Set task 1:
Reproduce verbatim the lines of the dataset excerpt that run from its first line through the line holding "left=359, top=138, right=385, bottom=156", with both ends included.

Selected excerpt:
════
13.1.2 Compiler Issues in RISC Machines
Some of the issues that follow are also common to CISC machines and to recent languages such as Ada. They are mentioned here because compiler designers for RISC
architectures have found them particularly important.
Pipelining
Pipelining traditionally has been the process of fetching instructions or data while
another instruction is executing. It becomes increasingly important on RISC processors. Because all computations must take place in registers, and loads and stores
access memory, it is important for the compiler to reorder code when it can so that
the CPU is executing while a load or store is taking place. Since it is estimated that
1/3 of a program's executable instructions involve loads and stores, this is an especially important task. Pipelining has also been used to try to sustain an execution rate
of more than one instruction/cycle.
Register Usage
Because RISC computations take place in registers and are one cycle or less, but a
load takes more than one cycle, a technique called scoreboarding has been developed. When an instruction is begun whose result will affect a register, that register is
marked on a scoreboard. This mark is erased when the instruction concludes (and the
register has its new data). Other instructions check the scoreboard, and if they need
the results from that register, the CPU waits. A clever compiler can keep these CPU
waiting periods to a minimum.
If all program quantities are kept in registers, a speed-up of as much as 1/3 can be
expected from the program. A large number of registers facilitates this, but even
these must be used effectively.
Because of the large number of registers, it is often possible to keep each operand
in a register and store the result in yet another register, thus allowing both operands
to remain in a register for a possible future use.
════
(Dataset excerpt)

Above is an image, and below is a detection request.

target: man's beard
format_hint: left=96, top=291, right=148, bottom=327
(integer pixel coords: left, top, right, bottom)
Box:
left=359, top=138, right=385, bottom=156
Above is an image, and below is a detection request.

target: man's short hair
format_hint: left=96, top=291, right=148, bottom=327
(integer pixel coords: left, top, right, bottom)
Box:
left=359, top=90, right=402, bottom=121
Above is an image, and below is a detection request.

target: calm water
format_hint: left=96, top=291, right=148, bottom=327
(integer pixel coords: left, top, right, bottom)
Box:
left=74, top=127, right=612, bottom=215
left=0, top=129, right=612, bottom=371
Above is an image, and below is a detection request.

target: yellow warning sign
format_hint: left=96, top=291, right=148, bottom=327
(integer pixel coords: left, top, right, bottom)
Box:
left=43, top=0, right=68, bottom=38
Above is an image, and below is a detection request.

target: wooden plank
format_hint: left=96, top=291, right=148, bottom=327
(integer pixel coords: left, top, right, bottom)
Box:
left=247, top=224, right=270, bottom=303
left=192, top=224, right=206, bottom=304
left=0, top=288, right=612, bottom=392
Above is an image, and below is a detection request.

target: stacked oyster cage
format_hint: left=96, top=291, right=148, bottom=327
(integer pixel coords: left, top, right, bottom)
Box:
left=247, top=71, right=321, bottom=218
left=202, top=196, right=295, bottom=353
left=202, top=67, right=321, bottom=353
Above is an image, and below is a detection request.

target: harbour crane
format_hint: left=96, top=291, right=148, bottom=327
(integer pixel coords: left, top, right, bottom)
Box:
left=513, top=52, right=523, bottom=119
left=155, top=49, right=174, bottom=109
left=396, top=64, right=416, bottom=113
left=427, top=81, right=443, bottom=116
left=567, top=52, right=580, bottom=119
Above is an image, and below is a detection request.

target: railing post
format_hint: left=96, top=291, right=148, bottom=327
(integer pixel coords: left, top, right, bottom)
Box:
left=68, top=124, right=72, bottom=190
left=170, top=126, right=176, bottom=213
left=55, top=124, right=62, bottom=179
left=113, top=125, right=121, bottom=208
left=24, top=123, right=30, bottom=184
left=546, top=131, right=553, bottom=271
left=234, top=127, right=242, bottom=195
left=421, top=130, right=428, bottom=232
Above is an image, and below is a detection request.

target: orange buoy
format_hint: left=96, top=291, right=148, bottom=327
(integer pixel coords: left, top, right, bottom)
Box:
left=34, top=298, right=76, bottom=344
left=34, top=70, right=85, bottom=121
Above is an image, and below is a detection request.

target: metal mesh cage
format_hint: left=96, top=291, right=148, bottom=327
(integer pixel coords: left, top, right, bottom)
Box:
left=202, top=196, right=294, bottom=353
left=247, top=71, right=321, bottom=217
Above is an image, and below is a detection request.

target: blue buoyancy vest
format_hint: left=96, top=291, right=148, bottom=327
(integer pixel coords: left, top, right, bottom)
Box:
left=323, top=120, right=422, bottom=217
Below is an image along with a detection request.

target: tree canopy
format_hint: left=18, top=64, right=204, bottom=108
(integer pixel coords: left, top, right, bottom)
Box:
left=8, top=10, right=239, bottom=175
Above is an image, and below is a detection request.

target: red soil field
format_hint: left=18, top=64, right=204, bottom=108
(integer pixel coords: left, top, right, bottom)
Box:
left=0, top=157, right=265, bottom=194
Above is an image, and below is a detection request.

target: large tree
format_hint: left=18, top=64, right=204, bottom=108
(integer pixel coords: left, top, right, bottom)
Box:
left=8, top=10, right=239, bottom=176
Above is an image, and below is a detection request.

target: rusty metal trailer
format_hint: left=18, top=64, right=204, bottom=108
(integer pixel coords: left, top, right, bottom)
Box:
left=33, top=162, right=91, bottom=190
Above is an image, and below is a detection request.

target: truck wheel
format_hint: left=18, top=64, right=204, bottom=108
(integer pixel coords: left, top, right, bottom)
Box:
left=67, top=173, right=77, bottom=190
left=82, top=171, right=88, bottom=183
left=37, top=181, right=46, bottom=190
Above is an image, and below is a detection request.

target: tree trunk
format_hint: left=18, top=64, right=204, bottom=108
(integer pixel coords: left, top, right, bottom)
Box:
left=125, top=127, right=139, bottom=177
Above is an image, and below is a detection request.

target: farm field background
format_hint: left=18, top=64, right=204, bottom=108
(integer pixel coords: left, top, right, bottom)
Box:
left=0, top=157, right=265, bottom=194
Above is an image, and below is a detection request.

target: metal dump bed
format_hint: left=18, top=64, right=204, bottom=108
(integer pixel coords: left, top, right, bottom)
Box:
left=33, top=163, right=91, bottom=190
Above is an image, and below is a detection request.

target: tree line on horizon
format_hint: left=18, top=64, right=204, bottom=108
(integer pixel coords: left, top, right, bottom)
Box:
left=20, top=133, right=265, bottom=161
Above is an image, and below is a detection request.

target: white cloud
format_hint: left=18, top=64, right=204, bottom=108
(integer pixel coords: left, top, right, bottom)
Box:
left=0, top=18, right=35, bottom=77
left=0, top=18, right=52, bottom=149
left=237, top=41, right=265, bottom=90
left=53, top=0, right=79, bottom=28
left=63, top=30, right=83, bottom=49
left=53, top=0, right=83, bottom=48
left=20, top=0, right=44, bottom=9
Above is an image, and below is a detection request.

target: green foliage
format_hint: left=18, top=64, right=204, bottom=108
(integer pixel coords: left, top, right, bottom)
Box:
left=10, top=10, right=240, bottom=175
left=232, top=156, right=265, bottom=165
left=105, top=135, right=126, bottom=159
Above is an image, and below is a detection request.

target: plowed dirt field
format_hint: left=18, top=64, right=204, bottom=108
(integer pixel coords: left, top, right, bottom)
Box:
════
Set task 2:
According to the passage on RISC compiler issues, why was the technique called scoreboarding developed?

Problem solution 1:
Above is an image, and below is a detection request.

target: man's beard
format_hint: left=96, top=291, right=148, bottom=327
(integer pixel coords: left, top, right, bottom)
Box:
left=359, top=138, right=385, bottom=156

Problem solution 2:
Scoreboarding was developed because RISC computations take place in registers and take one cycle or less, while a load takes more than one cycle. When an instruction that will affect a register begins, that register is marked on the scoreboard. Other instructions that need its result check the mark and make the CPU wait until the mark is erased.